(Document text)
Implants have been around since 1965 and were originally used in science. Professor Branemark discovered that the Titanium cylinders being used in his experiments were stimulating bone growth around them.

Implants were then used in many medical and dental fields in attaching prostheses or teeth to bone.

The Titanium alloy used is very pure, bio-inert and noncorrosive. However in the mouth it is the bone that fails around implants in certain patients.

As all metals have a rough surfaces they can attract germs. In the healthy patient the implant is placed at the bone level and the healthy gum creates a protective cuff around the post of the implant. This can be seen in the picture above where the gum is pink, firm and stippled (like orange peel), except at one location.

When the cuff is loose, germs can get in and cause local inflammation, this is called mucositis as in the picture above.

Early peri-implantitis

The signs are very similar to gum disease in that early signs are redness and or puffiness without bleeding.

Brushing the gums around teeth and implants keeps them healthy and maintains the bone underneath.

Patients that smoke, are diabetics or immunocompromised may have a weakened defence mechanism that allows implant or gum disease to develop.

Routine check ups, visits to the hygienist and also home care/brushing with an electric tooth brush or bottle brushes can help reduce bacterial levels around implants.

Advanced peri-implantitis with associated bone loss

If germs are allowed to build up inside the gum cuff then the local body inflammation, in trying to neutralise the germs can also damage the bone, causing bone loss. This is called peri-implantitis.

(Records shown)

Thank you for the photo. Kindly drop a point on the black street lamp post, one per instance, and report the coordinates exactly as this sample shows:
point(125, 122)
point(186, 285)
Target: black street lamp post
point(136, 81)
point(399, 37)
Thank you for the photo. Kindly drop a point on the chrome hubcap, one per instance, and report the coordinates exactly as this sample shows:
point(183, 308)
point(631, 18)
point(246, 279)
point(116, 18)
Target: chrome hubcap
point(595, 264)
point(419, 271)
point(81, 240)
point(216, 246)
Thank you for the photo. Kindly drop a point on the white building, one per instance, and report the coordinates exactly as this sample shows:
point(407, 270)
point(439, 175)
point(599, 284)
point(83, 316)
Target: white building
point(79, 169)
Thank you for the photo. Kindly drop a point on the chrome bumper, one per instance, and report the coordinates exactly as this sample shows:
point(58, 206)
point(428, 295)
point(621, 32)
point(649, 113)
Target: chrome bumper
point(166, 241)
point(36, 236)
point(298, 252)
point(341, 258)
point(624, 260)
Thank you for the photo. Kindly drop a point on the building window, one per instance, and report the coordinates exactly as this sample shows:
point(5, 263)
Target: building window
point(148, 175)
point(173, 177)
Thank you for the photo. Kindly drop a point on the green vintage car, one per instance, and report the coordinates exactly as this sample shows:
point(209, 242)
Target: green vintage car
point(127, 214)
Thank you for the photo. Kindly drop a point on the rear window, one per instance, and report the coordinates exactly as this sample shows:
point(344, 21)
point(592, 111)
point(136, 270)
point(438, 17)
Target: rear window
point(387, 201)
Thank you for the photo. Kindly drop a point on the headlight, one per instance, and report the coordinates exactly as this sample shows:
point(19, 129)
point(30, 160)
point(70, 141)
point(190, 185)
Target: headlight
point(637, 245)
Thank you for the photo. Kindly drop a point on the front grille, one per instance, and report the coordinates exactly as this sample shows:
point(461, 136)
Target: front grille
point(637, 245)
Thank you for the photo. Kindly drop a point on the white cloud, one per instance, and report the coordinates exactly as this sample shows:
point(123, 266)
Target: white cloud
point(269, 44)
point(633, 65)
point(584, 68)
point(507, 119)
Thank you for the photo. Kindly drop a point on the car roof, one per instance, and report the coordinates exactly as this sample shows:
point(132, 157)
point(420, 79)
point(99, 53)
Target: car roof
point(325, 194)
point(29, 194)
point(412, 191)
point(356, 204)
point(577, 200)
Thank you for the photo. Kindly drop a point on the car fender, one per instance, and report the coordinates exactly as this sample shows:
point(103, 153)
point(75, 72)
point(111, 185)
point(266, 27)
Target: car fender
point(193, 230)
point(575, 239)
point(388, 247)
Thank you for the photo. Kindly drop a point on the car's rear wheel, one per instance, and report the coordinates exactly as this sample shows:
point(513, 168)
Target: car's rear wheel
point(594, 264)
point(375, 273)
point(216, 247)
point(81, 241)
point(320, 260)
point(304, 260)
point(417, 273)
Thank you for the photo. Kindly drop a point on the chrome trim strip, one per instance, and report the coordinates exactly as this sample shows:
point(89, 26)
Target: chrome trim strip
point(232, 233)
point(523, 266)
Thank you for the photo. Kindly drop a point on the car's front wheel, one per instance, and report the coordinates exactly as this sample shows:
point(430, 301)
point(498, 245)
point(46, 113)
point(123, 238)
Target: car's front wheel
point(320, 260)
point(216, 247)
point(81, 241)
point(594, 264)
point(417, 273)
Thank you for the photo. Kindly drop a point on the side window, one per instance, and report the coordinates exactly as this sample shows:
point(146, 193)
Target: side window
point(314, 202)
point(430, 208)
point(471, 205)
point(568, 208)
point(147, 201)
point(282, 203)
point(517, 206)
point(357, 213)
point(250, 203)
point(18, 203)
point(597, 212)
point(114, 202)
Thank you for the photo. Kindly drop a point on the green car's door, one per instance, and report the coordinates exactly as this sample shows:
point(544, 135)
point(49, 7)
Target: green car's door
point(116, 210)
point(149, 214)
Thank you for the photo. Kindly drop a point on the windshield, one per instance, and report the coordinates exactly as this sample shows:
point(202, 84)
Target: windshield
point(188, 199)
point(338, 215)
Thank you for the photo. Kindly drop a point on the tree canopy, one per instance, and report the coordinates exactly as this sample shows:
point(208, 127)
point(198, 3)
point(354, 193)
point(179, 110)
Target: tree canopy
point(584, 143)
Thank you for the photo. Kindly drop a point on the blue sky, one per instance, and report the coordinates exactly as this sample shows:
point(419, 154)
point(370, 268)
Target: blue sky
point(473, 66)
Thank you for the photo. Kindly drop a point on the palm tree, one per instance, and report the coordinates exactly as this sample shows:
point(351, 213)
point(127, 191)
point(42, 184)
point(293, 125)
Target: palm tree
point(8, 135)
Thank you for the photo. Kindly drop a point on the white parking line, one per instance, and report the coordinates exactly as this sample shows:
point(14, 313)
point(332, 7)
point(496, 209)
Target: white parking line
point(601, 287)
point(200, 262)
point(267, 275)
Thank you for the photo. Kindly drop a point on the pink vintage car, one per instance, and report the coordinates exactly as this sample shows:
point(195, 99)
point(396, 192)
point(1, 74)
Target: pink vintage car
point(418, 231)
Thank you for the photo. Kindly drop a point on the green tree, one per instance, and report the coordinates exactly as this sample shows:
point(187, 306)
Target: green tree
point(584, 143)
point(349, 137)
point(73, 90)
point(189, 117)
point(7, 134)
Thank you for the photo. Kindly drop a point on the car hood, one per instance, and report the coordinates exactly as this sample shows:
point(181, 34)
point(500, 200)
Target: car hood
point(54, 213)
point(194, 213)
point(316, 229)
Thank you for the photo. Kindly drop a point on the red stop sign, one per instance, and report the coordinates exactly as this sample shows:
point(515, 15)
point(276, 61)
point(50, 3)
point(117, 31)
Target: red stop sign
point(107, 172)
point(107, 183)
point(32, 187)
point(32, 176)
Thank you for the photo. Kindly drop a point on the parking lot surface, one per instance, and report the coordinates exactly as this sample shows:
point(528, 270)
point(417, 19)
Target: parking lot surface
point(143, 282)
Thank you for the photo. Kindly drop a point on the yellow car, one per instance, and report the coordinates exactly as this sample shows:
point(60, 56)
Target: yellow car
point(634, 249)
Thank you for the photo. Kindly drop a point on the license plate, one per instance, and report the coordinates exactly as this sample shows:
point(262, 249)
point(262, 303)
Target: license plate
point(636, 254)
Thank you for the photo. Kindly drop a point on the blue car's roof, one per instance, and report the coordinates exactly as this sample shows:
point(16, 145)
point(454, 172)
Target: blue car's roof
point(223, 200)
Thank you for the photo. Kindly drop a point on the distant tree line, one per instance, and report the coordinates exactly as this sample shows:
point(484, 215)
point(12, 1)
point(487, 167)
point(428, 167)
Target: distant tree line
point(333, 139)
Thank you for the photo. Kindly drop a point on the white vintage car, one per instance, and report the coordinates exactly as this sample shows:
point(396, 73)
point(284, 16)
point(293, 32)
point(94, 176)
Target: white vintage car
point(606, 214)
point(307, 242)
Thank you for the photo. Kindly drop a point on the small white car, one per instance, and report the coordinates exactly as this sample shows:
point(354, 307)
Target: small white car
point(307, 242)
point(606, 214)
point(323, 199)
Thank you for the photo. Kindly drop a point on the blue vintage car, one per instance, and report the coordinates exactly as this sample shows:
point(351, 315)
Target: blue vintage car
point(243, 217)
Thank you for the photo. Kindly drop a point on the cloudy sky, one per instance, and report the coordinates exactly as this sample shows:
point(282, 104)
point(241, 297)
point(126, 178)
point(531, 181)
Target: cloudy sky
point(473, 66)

---

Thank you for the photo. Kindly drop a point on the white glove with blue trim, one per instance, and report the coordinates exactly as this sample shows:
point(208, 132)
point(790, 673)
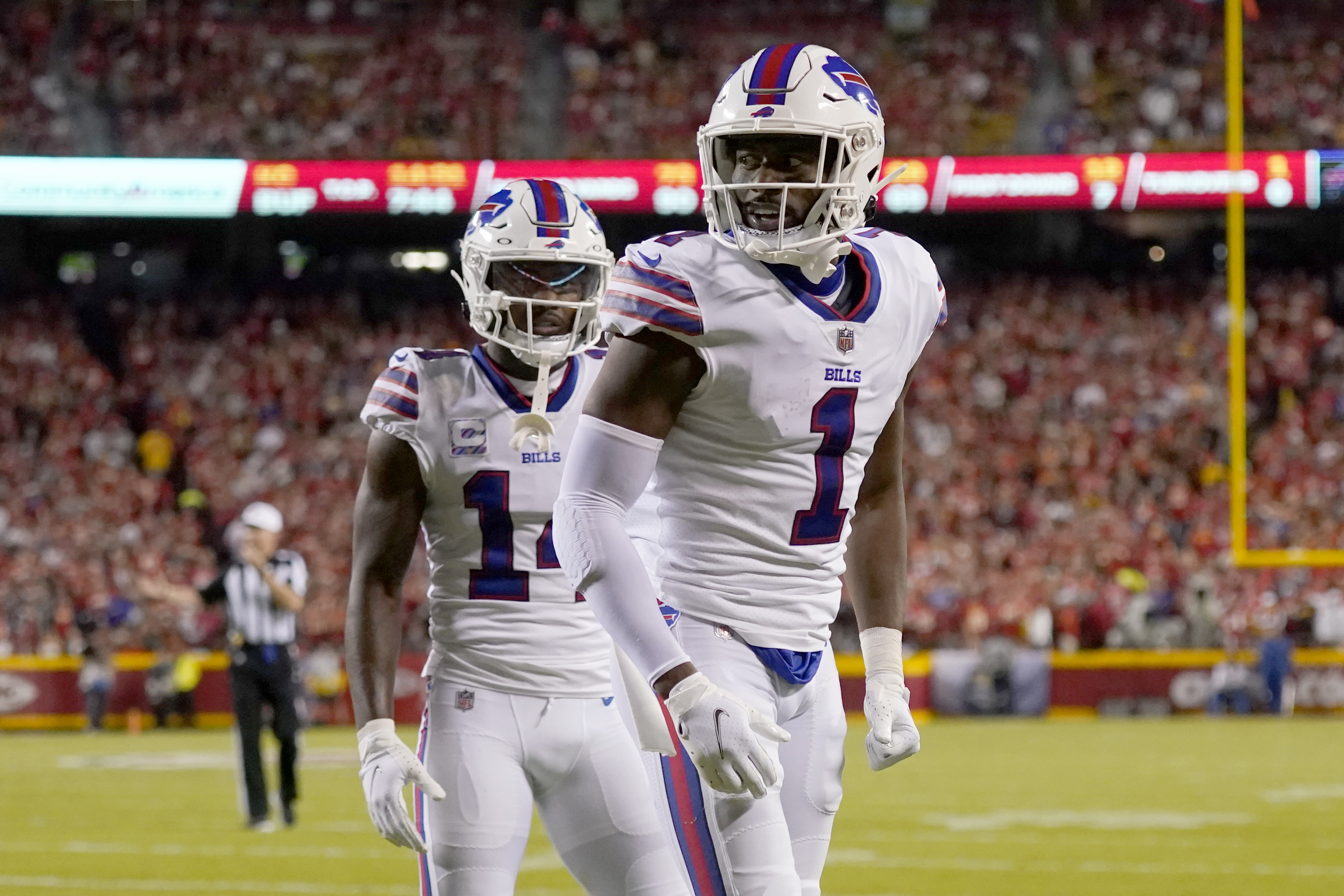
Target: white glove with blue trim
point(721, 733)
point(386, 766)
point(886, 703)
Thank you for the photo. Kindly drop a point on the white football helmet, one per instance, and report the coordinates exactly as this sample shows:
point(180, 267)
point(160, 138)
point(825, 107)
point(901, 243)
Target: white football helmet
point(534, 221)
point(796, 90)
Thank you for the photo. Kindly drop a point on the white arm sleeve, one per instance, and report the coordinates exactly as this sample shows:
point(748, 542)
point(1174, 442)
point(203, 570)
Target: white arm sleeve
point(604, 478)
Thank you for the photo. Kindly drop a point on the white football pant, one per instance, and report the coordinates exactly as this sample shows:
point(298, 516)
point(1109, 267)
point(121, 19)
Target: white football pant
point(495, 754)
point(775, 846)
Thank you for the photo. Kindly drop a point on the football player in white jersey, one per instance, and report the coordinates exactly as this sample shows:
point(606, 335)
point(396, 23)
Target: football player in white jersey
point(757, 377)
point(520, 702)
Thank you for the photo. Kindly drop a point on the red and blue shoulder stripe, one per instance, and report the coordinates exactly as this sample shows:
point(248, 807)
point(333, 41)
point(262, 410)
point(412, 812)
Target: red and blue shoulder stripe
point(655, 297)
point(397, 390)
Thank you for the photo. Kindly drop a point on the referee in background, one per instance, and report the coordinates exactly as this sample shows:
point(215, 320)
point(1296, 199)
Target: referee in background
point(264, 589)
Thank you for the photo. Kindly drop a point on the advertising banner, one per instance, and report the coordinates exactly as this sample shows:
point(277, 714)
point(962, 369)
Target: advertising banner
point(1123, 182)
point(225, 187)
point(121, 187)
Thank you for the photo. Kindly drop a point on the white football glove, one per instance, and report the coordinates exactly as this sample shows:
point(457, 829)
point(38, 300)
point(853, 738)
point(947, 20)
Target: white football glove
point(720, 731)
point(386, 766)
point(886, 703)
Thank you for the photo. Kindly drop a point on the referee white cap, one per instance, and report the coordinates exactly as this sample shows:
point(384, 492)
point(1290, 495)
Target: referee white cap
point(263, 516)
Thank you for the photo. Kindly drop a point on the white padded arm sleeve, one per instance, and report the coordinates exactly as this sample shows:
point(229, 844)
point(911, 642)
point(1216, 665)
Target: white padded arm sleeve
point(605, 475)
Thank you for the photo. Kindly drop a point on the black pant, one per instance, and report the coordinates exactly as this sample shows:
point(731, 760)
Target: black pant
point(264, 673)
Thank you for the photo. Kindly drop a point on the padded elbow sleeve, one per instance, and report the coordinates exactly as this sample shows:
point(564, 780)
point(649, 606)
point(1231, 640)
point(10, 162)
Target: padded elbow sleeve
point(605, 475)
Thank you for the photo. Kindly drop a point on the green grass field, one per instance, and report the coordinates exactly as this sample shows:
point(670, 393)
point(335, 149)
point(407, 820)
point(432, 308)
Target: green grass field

(Prompt A)
Reproduce word for word the passage of the dental implant text starting with "Early peri-implantitis" and going on through "disease to develop.".
(Prompt B)
Carry on the text about dental implants and peri-implantitis from its final sentence.

(Answer area A)
Early peri-implantitis

The signs are very similar to gum disease in that early signs are redness and or puffiness without bleeding.

Brushing the gums around teeth and implants keeps them healthy and maintains the bone underneath.

Patients that smoke, are diabetics or immunocompromised may have a weakened defence mechanism that allows implant or gum disease to develop.

(Answer area B)
Continuous presence of the germ biom can lead to the loss of the implant and the superstructure above.

The signs of implant disease can be redness, puffiness, bleeding, white fluid or pus, pain etc. The implant does not become mobile until much later on as the bone contact is very strong, even when there is little coverage.

The implant surfaces need to be uncovered, cleaned, smoothed and or antibiotic substances applied to disinfect them. The gums can then be allowed to heal naturally, but with bone loss, recession can occur and the implant surface may be visible.

Tepe bottle brushes

Tepe is a brand of sturdy bottle brushes. They can be brushed under bridgework or crowns and keep the gum cuff clean. They can be rinsed and dried and used twice daily for up to 2-3 weeks and then a new one is used.

Mouthwash can also be used once daily to kill off any unwanted germs as well.

Implants need monitoring and maintenance too and can slowly fail without you even realizing it. It is imperative, much like a car MOT that you get them checked regularly.